> _Assignment_
The data below should be copied out exactly, with its pictures omitted.

Natural-language object grounding data:

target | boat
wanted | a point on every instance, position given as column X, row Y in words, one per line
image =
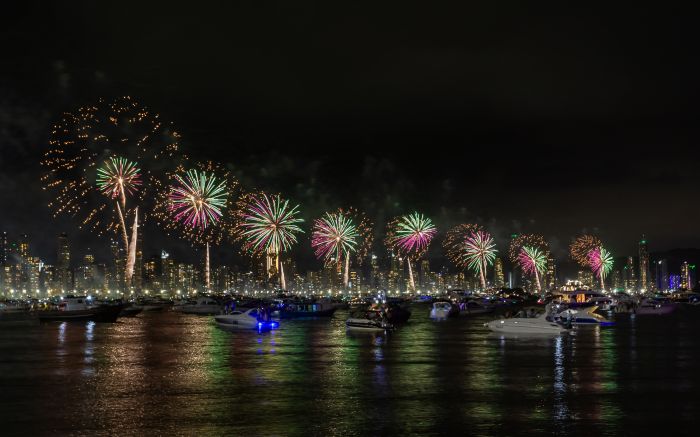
column 655, row 305
column 299, row 310
column 397, row 313
column 152, row 304
column 252, row 318
column 130, row 311
column 370, row 320
column 473, row 308
column 443, row 309
column 203, row 305
column 582, row 316
column 16, row 315
column 687, row 298
column 80, row 309
column 540, row 324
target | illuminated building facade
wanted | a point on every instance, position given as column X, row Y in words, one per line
column 643, row 265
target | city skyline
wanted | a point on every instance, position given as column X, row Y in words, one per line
column 21, row 270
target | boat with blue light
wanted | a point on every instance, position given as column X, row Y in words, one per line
column 253, row 318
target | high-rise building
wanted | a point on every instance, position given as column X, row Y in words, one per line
column 630, row 277
column 137, row 280
column 23, row 250
column 686, row 283
column 551, row 278
column 661, row 275
column 3, row 248
column 498, row 279
column 169, row 273
column 643, row 264
column 63, row 275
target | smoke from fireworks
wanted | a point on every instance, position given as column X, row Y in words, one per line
column 196, row 203
column 334, row 237
column 454, row 243
column 601, row 262
column 532, row 260
column 105, row 136
column 411, row 234
column 117, row 134
column 267, row 223
column 581, row 247
column 530, row 253
column 197, row 199
column 117, row 177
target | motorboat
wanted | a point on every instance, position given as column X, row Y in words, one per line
column 533, row 320
column 687, row 298
column 15, row 314
column 539, row 324
column 655, row 305
column 370, row 320
column 80, row 309
column 299, row 310
column 252, row 318
column 582, row 316
column 130, row 311
column 473, row 308
column 443, row 309
column 203, row 305
column 397, row 313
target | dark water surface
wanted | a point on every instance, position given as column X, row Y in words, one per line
column 175, row 374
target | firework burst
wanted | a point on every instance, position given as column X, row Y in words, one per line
column 479, row 253
column 454, row 242
column 410, row 235
column 582, row 246
column 530, row 253
column 267, row 225
column 94, row 147
column 117, row 177
column 196, row 204
column 532, row 260
column 601, row 262
column 469, row 246
column 91, row 146
column 198, row 198
column 334, row 237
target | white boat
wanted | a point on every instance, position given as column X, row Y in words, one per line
column 442, row 310
column 247, row 319
column 474, row 308
column 203, row 305
column 526, row 325
column 582, row 316
column 371, row 320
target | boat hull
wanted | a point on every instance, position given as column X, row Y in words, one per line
column 367, row 325
column 509, row 326
column 108, row 314
column 306, row 314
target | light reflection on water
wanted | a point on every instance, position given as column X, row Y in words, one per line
column 179, row 374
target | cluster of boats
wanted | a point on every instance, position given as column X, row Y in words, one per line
column 562, row 311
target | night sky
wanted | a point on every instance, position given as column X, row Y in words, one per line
column 553, row 120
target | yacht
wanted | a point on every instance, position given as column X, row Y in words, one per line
column 80, row 308
column 299, row 309
column 539, row 324
column 203, row 305
column 443, row 309
column 655, row 305
column 473, row 308
column 252, row 318
column 370, row 320
column 582, row 316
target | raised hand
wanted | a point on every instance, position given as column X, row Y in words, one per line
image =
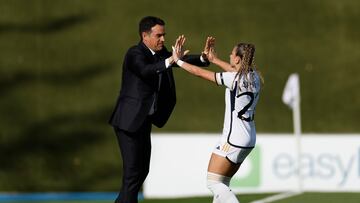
column 210, row 42
column 178, row 48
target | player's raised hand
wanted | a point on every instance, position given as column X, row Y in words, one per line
column 208, row 44
column 211, row 55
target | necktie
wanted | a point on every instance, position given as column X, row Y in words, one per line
column 154, row 105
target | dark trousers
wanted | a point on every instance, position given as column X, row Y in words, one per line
column 135, row 148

> _Result for this exercise_
target | boat
wanted | a point on every instance, position given as column X, row Y in words, one per line
image =
column 655, row 305
column 299, row 310
column 397, row 313
column 152, row 304
column 252, row 318
column 130, row 311
column 370, row 320
column 473, row 308
column 443, row 309
column 203, row 305
column 582, row 316
column 16, row 315
column 687, row 298
column 80, row 309
column 540, row 324
target | illuminated building facade
wanted | a point on every instance, position given as column X, row Y in words, one per line
column 643, row 265
target | city skyline
wanted | a point on every instance, position given as column X, row Y in words, one per line
column 21, row 270
target | boat with blue light
wanted | a point on every instance, position given as column X, row Y in words, one per line
column 253, row 318
target | high-rise building
wanted | a point on every instance, position given as column X, row Y in words, one per line
column 630, row 277
column 137, row 280
column 23, row 250
column 686, row 283
column 551, row 278
column 661, row 275
column 3, row 248
column 498, row 279
column 169, row 273
column 643, row 264
column 63, row 275
target | smoke from fireworks
wanted | a point on every instance, position given as column X, row Y in words, one per line
column 196, row 203
column 334, row 237
column 454, row 243
column 601, row 262
column 532, row 260
column 105, row 136
column 411, row 234
column 117, row 134
column 267, row 223
column 581, row 247
column 530, row 253
column 197, row 199
column 117, row 177
target | motorboat
wanted | a point on every instance, position given as column X, row Y in words, one per line
column 533, row 320
column 687, row 298
column 15, row 314
column 539, row 324
column 655, row 305
column 370, row 320
column 80, row 309
column 299, row 310
column 252, row 318
column 582, row 316
column 130, row 311
column 473, row 308
column 443, row 309
column 203, row 305
column 397, row 313
target | dark water surface
wanted | a point on every instance, position given as column X, row Y in words, one per line
column 175, row 374
target | firework burst
wanted | a point on every instance, position given as column X, row Y in words, one per line
column 479, row 253
column 454, row 242
column 410, row 235
column 582, row 246
column 530, row 253
column 267, row 225
column 94, row 147
column 117, row 177
column 196, row 204
column 532, row 260
column 601, row 262
column 469, row 246
column 91, row 146
column 198, row 198
column 334, row 237
target | white boat
wanted | a point on every instance, position given as column X, row Y in words, one per line
column 442, row 310
column 247, row 319
column 474, row 308
column 203, row 305
column 526, row 325
column 582, row 316
column 371, row 320
target | boat hull
wanted | a point on every instance, position given as column X, row Y in words, one per line
column 367, row 325
column 509, row 326
column 108, row 314
column 306, row 314
target | light reflection on water
wanted | a point on every instance, position given as column X, row Y in words, one per line
column 179, row 374
target | cluster of boats
wanted | a point on every instance, position given as column X, row Y in words, one per line
column 562, row 311
target | night sky
wanted | a point on every instance, position given as column X, row Y in words, one per line
column 553, row 120
target | yacht
wanted | a point on every instance, position given as column X, row Y in words, one per line
column 80, row 308
column 299, row 309
column 539, row 324
column 203, row 305
column 443, row 309
column 655, row 305
column 473, row 308
column 252, row 318
column 370, row 320
column 582, row 316
target | raised hand
wanted | a point on every instance, position given as column X, row Y in words, one per line
image =
column 210, row 42
column 178, row 48
target | player's raised hand
wanted | a point on every instance, position given as column X, row Y in words, one per line
column 208, row 44
column 211, row 55
target | necktie
wanted | a point on every instance, position given as column X, row Y in words, one per line
column 154, row 105
target | dark trousers
wanted | a point on every instance, position given as column X, row Y in words, one per line
column 135, row 148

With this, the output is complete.